--- START ---

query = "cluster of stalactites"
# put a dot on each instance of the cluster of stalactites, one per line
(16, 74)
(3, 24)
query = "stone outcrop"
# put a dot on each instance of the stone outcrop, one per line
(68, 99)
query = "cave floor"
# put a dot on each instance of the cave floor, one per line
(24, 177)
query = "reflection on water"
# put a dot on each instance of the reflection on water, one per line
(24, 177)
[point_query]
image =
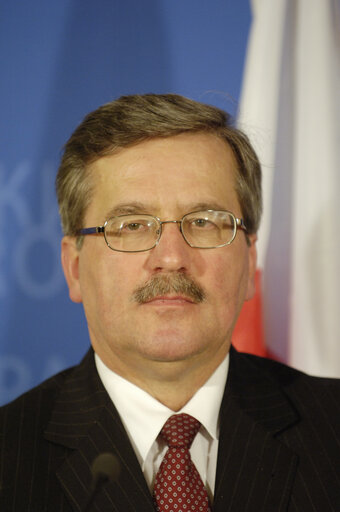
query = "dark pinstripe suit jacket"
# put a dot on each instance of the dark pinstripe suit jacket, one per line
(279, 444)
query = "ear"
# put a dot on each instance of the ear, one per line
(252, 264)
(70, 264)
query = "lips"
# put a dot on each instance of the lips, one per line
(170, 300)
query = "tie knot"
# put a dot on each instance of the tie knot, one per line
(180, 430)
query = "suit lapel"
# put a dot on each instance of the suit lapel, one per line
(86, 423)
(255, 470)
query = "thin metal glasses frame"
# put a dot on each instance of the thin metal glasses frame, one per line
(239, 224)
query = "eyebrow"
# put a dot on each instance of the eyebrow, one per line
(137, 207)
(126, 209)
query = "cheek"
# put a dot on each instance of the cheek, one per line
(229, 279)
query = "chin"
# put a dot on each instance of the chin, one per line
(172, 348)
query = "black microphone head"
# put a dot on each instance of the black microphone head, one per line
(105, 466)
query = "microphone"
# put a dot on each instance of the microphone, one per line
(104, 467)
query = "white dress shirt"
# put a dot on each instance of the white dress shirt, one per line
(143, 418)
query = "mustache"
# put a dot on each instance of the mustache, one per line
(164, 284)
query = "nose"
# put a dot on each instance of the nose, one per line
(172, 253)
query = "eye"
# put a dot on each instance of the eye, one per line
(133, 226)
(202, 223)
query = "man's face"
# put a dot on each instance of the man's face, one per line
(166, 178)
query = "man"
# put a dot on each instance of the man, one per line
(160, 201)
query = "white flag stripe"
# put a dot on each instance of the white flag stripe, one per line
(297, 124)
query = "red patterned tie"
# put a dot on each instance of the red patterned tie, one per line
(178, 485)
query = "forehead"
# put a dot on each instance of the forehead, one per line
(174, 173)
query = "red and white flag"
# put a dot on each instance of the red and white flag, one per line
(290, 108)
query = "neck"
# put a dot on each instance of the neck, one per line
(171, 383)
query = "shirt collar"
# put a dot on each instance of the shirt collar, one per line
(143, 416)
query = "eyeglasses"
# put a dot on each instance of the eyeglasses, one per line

--- END ---

Work to complete: Give back, unchanged, the line containing "# put a dot on each instance of the mustache, one" and each line that comes after it in the entries above, ending with the last.

Finished task:
# put a dot on each instance of the mustache, one per line
(164, 284)
query = "nose"
# put a dot on each instance of the nose, one per line
(172, 253)
query = "eye"
# put a dot on each instance of the eye, one per line
(133, 226)
(202, 223)
query = "man's face"
# put a dot on each instance of the man's face, one per line
(166, 178)
query = "man"
# put a dot on each instance of the man, one per line
(160, 201)
query = "white flag stripe"
# put a dot on each instance of the white flag stripe, one per line
(297, 124)
query = "red patterned tie"
# put a dot on each instance of the red patterned tie, one per line
(178, 485)
query = "forehead"
# put a dot on each instance of the forehead, one per line
(174, 173)
query = "red and white flag"
# put a dot on each instance of the red and white flag, one per line
(290, 108)
query = "neck"
# put a dot on each instance of the neck, one per line
(171, 383)
query = "shirt collar"
# put a dot on each instance of the shirt collar, one per line
(143, 416)
query = "eyeglasses"
# put a dot on each instance of the eyeglasses, one per line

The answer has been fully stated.